The problem:
Please rename "pixel" to "point" throughout the data below, change nothing else, and leave the pictures out of your answer.

Given information:
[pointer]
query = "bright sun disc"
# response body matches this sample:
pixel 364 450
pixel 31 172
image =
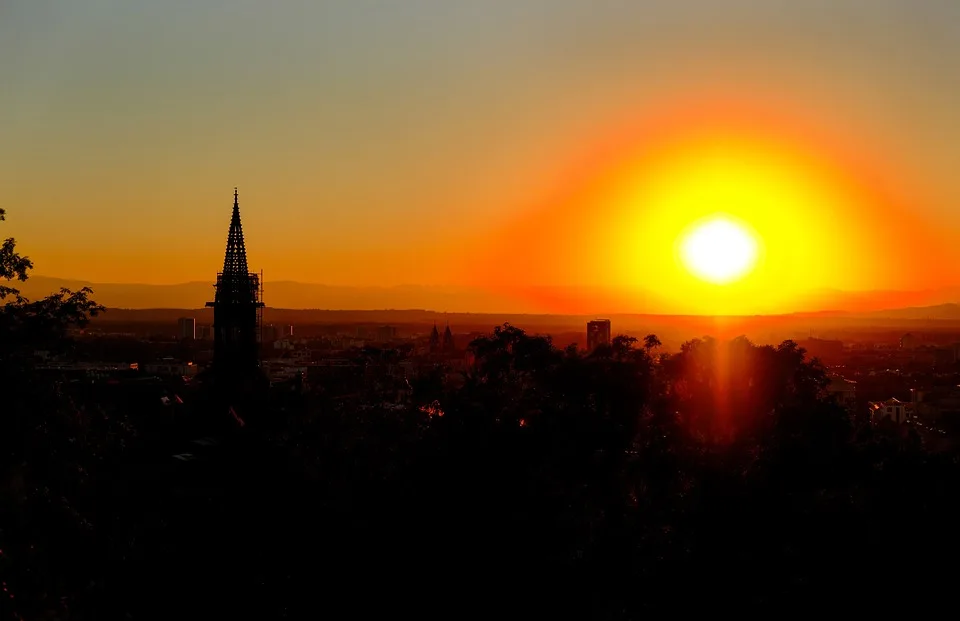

Exercise result:
[pointer]
query = "bright sun disc"
# response body matches this sample:
point 364 450
point 31 172
image =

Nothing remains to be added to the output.